▶ **Document section**:
---+---

Things are calm for today. Just a little over a week ago email campaigns were flying trying to urge us to vote for one candidate or another. Bloggers were stating their views and hearts with anyone who would read, and unfortunately a lot of missteps were taken. Some of us acted out of emotion, some fear, some elation…but most of us acted out of our perception.

All too often we are quick to criticize or judge individuals against some crazy set of guidelines we have created. If that person doesn’t meet our expectations, we write them off, and move on with our lives, or we openly judge them and try to sway others to our point of view.

I remember when I finally mustered up the courage to go back to church after I had separated from my first husband.  We had been separated for well over a year, and had even attempted a reconciliation. Somewhere in my confusion and realization that I could not do this walk in life alone, I made my way to church.

I was nervous walking in…would people be able to read my sin on me? Would they accept me, or would I be shunned? I felt like Mary Magdalene with every part of my being on display for their approval or refusal.  The hospitality staff was pleasant enough and helped me find the children’s church. As we were walking back to the sanctuary the question came up about where my husband was.  I simply stated that we were separated.

“Oh, we are so sorry.”

“I’m not.”

Their stares felt like the first stone being hurled my direction. Not that I blame them, or even hold any contempt for their actions, it is the stigma of the church…don’t get divorced…and they were reacting within their value systems.

What they didn’t know is what I had been through. Had we had the time, I could have explained my continued heartache of numerous affairs, my fear of the constant abuses, my bout with cancer, and the pain in my children’s hearts…but there was no time, just the few short seconds to cast the first stone of judgment.

I walked into the sanctuary feeling ashamed and embarrassed. Ashamed of the path my life had taken. Years earlier I left a church because close friends told me to be careful with this marriage, to pray about it more, wait a little longer…they were right.  Embarrassed by my actions and my tongue – what must they think of me?  Oh well, here it goes…another long sermon…another day of feeling so unworthy, so unloved.

“Don’t pick on people, jump on their failures, criticize their faults- unless, of course, you want the same treatment. That critical spirit has a way of boomeranging. It’s easy to see a smudge on your neighbor’s face and be oblivious to the ugly sneer on your own. Do you have the nerve to say, ‘Let me wash your face for you,’ when your own face is distorted by contempt? It’s this whole traveling road-show mentality all over again, playing a holier-than-thou part instead of just living your part. Wipe that ugly sneer off your own face, and you might be fit to offer a washcloth to your neighbor. (Matthew 7:1, AMP)

---+---

▶ **Explore the material**:
1) In the reflection on judgment, rewrite the passage starting with "I was nervous" and going on through "their value systems.", changing "sanctuary" to "chapel".
2) According to the reflection on judgment, who helped the writer find the children's church?

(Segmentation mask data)
---+---

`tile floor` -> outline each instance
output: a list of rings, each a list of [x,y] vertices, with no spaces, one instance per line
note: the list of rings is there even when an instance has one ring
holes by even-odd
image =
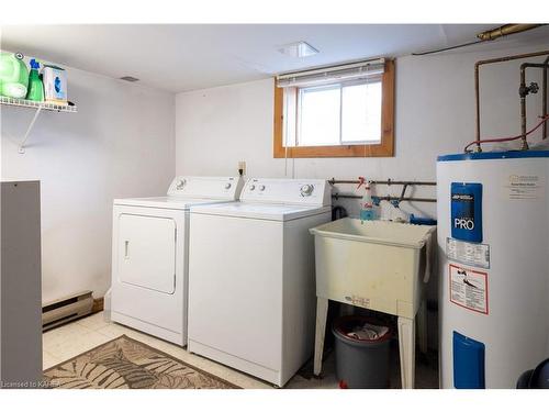
[[[168,342],[158,339],[150,335],[125,327],[117,323],[104,320],[103,312],[82,318],[76,322],[47,331],[43,335],[44,369],[57,365],[64,360],[75,357],[86,350],[99,346],[120,335],[127,335],[149,346],[163,350],[171,356],[195,366],[202,370],[226,379],[236,386],[249,389],[272,389],[270,383],[255,379],[248,375],[238,372],[215,361],[201,356],[189,354],[184,348]],[[399,350],[396,345],[392,347],[391,387],[400,387]],[[291,389],[328,389],[337,388],[335,376],[335,363],[333,354],[329,354],[323,366],[323,379],[311,377],[312,365],[307,364],[303,371],[295,375],[285,386]],[[418,359],[416,363],[416,387],[436,388],[438,382],[436,357]]]

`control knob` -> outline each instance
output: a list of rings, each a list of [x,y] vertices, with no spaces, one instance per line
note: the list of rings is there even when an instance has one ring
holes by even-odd
[[[187,181],[184,179],[178,180],[177,185],[176,185],[176,189],[181,190],[186,183],[187,183]]]
[[[314,186],[313,185],[303,185],[300,189],[301,196],[311,196],[313,193]]]

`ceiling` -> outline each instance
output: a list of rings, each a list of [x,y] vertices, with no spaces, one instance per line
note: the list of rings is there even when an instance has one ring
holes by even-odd
[[[171,92],[277,73],[451,46],[494,24],[96,24],[3,25],[1,48]],[[295,58],[280,46],[306,41],[321,53]],[[549,26],[468,49],[547,44]]]

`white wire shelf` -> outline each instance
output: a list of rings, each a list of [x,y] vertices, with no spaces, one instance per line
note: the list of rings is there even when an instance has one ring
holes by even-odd
[[[19,143],[15,142],[15,140],[11,138],[19,146],[19,153],[21,153],[21,154],[25,153],[25,145],[26,145],[26,141],[29,140],[29,135],[31,134],[31,131],[34,126],[34,123],[36,122],[36,119],[38,119],[38,115],[43,110],[48,110],[48,111],[54,111],[54,112],[65,112],[65,113],[78,112],[78,109],[76,105],[59,104],[59,103],[54,103],[54,102],[49,102],[49,101],[33,101],[33,100],[26,100],[26,99],[15,99],[15,98],[9,98],[5,96],[0,96],[0,104],[36,110],[33,119],[31,120],[31,123],[29,124],[29,127],[26,129],[25,134],[23,135],[23,138],[21,138]]]
[[[0,96],[0,104],[16,105],[20,108],[30,108],[30,109],[52,110],[56,112],[67,112],[67,113],[76,113],[78,111],[76,105],[59,104],[49,101],[15,99],[5,96]]]

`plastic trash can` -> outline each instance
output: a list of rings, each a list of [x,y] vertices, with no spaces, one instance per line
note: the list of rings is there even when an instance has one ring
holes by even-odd
[[[381,337],[365,339],[348,333],[365,325],[386,326]],[[340,388],[389,388],[391,329],[367,316],[341,316],[332,326],[335,336],[336,375]]]

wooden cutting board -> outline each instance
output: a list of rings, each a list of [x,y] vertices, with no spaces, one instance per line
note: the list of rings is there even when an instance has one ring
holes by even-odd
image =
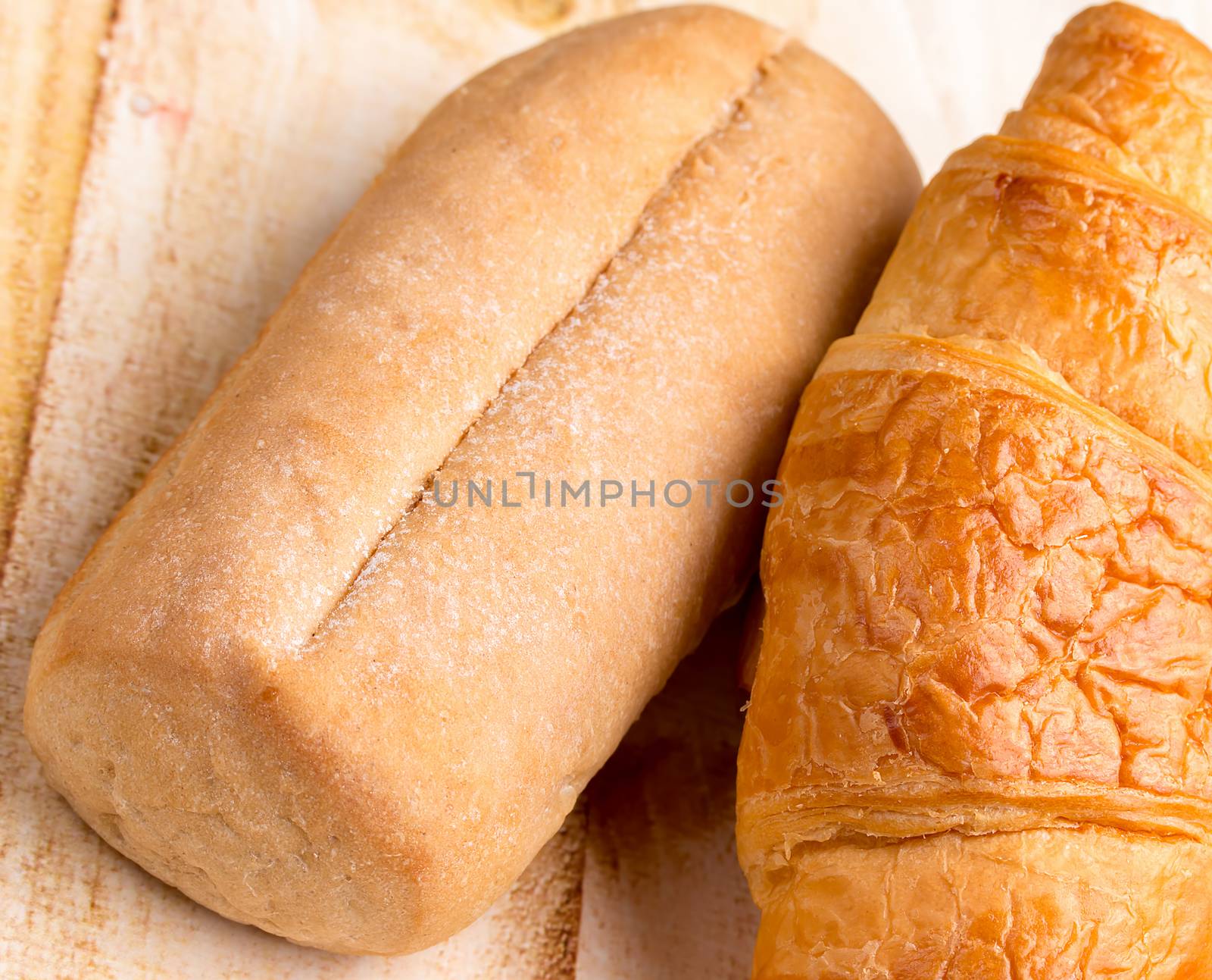
[[[731,834],[739,614],[513,891],[413,957],[303,950],[195,906],[101,843],[19,734],[29,644],[55,593],[388,153],[467,75],[633,6],[121,0],[110,21],[109,0],[11,0],[0,12],[0,976],[747,975],[755,916]],[[928,175],[999,125],[1081,4],[736,6],[865,84]],[[1147,6],[1212,38],[1199,0]]]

---+---

▶ **Answer section**:
1)
I was nervous walking in…would people be able to read my sin on me? Would they accept me, or would I be shunned? I felt like Mary Magdalene with every part of my being on display for their approval or refusal.  The hospitality staff was pleasant enough and helped me find the children’s church. As we were walking back to the chapel the question came up about where my husband was.  I simply stated that we were separated.

“Oh, we are so sorry.”

“I’m not.”

Their stares felt like the first stone being hurled my direction. Not that I blame them, or even hold any contempt for their actions, it is the stigma of the church…don’t get divorced…and they were reacting within their value systems.

2) The hospitality staff.